→ GIVEN INSTRUCTION: Can you reproduce the lines exactly, starting at the beginning of the entries and ending with the line that contains "Take one instance", including both ends?

(Dataset records)
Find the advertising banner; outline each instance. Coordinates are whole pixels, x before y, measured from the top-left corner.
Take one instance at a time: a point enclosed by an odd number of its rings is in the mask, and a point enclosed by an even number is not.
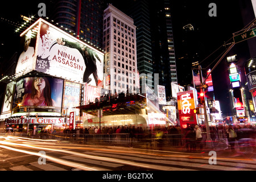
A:
[[[106,76],[106,86],[110,85],[110,75]]]
[[[158,85],[158,94],[159,104],[166,105],[166,87]]]
[[[72,129],[74,128],[75,119],[75,112],[71,112],[69,114],[69,129]]]
[[[256,70],[246,75],[246,80],[248,82],[248,89],[250,92],[256,88]]]
[[[15,69],[15,77],[18,78],[34,69],[33,64],[36,56],[35,48],[38,23],[21,37],[21,50]]]
[[[172,86],[172,96],[174,98],[177,98],[177,93],[184,92],[185,88],[183,86],[171,83]]]
[[[50,77],[21,78],[16,83],[13,113],[29,110],[60,114],[63,90],[63,80],[60,79]]]
[[[101,126],[129,126],[130,125],[146,125],[145,119],[146,115],[141,114],[118,114],[113,115],[106,115],[101,118]],[[93,118],[85,120],[84,122],[84,126],[94,126],[100,125],[100,118]]]
[[[2,108],[2,114],[11,113],[14,91],[14,82],[11,82],[6,85],[5,99]]]
[[[176,106],[166,106],[163,107],[163,109],[166,112],[166,117],[173,122],[176,122],[177,119]]]
[[[196,114],[193,110],[196,107],[193,90],[178,93],[177,96],[179,116],[181,128],[186,128],[188,124],[196,125]]]
[[[230,82],[240,81],[240,77],[238,73],[234,73],[229,75],[229,80]]]
[[[47,124],[64,125],[65,118],[61,117],[30,117],[30,118],[10,118],[5,122],[5,125],[11,124]]]
[[[98,100],[100,100],[101,88],[88,85],[86,85],[85,88],[86,89],[85,92],[85,105],[88,104],[90,102],[94,102],[96,98],[98,98]]]
[[[42,20],[35,70],[102,86],[104,53]]]
[[[74,107],[79,106],[80,100],[80,84],[69,81],[65,82],[64,93],[63,94],[63,109],[68,108],[67,114],[75,111],[77,115],[79,114],[79,109]]]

→ TASK ANSWER:
Find the advertising banner; outline each instance. Coordinates are whole pixels, x before y, measured from the top-left corner.
Take one instance at a time: a point enclosed by an odd number of its rings is in the mask, and a point enclosed by an even number is not.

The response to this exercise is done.